## [What needs to be done]
Pull out every line in the listing below that contains the string "metal", matching case exactly.

## [Extracted records]
════════════════════

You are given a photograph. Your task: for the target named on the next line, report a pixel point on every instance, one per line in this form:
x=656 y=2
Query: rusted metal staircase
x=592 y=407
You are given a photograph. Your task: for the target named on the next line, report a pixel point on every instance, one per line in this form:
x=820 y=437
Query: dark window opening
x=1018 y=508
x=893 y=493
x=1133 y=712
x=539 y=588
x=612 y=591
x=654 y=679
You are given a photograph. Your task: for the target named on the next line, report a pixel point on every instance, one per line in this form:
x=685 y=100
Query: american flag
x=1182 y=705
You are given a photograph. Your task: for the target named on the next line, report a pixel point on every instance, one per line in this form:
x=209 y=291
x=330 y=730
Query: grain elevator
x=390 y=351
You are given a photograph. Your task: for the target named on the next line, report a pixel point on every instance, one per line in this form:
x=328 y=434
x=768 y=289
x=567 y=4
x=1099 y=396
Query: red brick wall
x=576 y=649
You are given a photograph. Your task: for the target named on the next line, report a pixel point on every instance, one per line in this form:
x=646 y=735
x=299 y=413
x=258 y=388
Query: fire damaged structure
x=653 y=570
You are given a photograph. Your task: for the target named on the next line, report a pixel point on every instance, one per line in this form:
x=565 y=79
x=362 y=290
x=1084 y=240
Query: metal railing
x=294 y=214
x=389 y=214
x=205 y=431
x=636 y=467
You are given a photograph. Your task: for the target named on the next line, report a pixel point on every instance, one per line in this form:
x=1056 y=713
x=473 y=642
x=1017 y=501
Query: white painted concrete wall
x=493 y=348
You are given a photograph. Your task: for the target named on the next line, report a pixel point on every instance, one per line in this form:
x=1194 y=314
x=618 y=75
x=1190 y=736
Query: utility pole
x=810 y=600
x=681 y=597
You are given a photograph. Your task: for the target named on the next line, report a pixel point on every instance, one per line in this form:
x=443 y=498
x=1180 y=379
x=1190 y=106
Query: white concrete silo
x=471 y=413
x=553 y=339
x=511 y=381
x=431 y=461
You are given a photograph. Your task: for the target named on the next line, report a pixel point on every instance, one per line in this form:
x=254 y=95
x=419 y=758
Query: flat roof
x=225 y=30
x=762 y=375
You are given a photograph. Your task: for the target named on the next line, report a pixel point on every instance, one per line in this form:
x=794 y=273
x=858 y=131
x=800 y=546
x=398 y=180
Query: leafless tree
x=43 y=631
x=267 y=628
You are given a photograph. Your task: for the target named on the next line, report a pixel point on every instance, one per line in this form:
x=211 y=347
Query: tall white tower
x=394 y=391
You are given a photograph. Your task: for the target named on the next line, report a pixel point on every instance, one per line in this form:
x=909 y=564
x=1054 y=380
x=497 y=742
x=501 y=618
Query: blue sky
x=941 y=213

════════════════════

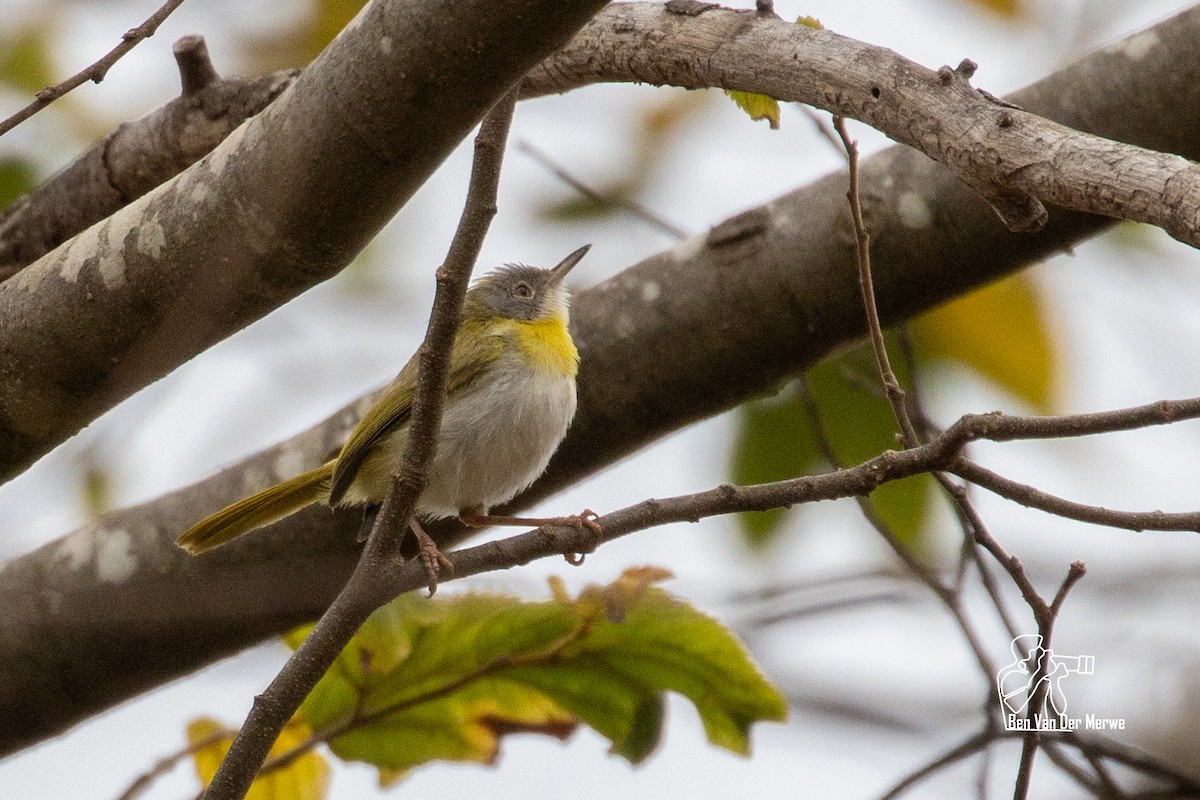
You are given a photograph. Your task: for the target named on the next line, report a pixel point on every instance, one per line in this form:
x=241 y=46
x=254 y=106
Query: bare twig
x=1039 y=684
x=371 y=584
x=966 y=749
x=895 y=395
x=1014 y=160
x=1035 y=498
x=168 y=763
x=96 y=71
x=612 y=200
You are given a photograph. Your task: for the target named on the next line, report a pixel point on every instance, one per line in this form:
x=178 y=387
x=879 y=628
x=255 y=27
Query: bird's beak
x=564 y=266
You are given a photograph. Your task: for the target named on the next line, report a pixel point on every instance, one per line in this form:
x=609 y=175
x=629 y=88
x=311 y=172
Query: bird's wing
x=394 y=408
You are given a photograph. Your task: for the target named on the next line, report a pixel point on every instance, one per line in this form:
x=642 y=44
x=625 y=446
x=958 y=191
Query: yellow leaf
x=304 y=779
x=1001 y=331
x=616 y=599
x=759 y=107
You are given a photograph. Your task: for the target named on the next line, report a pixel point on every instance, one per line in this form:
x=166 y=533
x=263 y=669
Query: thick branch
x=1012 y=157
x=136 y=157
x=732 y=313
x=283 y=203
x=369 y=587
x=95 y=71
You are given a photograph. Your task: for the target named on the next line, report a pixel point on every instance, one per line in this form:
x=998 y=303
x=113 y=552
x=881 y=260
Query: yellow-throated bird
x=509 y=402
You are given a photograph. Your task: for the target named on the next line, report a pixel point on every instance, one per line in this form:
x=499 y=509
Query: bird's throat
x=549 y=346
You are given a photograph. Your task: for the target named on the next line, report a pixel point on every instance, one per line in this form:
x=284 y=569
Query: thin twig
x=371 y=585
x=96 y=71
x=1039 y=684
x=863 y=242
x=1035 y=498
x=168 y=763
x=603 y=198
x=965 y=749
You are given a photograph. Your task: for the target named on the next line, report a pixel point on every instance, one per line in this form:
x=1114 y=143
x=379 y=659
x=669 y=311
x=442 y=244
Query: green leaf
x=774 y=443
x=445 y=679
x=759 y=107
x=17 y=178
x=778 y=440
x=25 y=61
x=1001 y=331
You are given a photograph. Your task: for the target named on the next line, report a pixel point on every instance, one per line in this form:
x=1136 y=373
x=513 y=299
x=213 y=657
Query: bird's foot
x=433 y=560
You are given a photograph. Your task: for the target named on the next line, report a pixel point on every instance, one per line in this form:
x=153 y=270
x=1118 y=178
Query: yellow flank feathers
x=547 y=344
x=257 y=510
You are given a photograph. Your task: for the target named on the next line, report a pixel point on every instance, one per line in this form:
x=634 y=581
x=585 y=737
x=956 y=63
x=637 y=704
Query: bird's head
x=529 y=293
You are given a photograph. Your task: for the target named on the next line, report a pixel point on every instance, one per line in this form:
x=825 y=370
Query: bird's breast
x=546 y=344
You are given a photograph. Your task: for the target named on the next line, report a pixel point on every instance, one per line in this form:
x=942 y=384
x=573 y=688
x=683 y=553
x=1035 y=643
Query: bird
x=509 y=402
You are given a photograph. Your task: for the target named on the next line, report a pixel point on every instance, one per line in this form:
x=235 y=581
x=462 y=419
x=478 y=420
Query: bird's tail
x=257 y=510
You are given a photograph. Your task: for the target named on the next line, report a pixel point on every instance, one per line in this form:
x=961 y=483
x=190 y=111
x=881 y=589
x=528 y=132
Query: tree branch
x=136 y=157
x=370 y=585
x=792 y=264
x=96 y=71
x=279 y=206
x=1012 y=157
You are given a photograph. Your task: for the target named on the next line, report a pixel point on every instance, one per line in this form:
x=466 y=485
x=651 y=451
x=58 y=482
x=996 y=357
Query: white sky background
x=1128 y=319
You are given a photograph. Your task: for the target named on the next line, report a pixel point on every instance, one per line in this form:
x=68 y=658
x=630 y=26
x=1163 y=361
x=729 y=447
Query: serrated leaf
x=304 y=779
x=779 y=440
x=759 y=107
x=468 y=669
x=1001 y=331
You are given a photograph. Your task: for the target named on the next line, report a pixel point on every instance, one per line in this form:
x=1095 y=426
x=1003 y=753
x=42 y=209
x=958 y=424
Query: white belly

════════════════════

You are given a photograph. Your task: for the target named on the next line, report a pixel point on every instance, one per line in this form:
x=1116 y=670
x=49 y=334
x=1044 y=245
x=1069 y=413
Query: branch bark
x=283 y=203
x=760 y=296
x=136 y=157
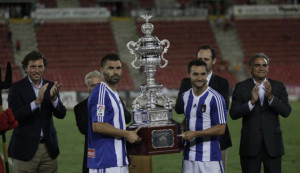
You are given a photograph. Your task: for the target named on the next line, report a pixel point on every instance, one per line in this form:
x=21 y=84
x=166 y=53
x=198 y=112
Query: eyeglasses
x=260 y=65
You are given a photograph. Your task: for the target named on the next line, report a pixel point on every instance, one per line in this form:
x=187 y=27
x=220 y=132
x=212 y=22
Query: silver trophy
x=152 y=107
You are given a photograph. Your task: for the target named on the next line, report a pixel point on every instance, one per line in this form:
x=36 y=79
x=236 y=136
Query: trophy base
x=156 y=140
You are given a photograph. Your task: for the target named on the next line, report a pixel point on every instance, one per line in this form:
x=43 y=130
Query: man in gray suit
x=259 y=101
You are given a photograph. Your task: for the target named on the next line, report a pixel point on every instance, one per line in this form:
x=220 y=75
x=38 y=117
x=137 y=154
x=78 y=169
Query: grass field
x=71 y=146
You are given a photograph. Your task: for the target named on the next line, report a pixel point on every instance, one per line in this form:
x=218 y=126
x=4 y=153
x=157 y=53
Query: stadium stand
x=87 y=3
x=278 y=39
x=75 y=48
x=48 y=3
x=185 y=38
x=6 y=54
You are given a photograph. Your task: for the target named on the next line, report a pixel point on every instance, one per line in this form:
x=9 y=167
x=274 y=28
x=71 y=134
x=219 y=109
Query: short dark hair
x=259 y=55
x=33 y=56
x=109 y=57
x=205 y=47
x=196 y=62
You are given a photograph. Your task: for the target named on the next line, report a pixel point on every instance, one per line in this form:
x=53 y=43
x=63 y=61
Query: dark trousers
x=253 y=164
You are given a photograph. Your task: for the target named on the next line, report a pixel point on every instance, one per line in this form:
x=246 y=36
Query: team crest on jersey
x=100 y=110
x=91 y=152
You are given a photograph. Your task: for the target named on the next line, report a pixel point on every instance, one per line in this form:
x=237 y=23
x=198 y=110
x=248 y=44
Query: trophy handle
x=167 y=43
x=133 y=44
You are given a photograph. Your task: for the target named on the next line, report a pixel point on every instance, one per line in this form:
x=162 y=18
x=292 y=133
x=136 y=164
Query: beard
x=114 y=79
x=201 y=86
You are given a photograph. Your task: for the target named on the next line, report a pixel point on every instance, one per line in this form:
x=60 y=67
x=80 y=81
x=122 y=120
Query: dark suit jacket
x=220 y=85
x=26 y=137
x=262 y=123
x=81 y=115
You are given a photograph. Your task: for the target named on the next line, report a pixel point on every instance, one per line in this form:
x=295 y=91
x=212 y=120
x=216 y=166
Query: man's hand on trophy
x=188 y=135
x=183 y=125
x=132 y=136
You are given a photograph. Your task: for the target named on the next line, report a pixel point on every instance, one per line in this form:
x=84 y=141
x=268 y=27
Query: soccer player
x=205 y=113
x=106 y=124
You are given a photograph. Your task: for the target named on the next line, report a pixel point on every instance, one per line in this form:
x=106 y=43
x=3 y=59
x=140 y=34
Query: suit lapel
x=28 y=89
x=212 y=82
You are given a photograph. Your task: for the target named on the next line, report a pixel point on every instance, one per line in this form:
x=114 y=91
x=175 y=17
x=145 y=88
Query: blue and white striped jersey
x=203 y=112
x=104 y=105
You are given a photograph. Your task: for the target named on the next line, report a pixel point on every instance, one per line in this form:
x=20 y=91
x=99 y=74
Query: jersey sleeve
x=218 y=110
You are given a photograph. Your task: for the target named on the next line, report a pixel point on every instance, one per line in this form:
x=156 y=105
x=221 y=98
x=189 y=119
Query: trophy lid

════════════════════

## [Worked answer]
Query: rusted metal staircase
Query: metal railing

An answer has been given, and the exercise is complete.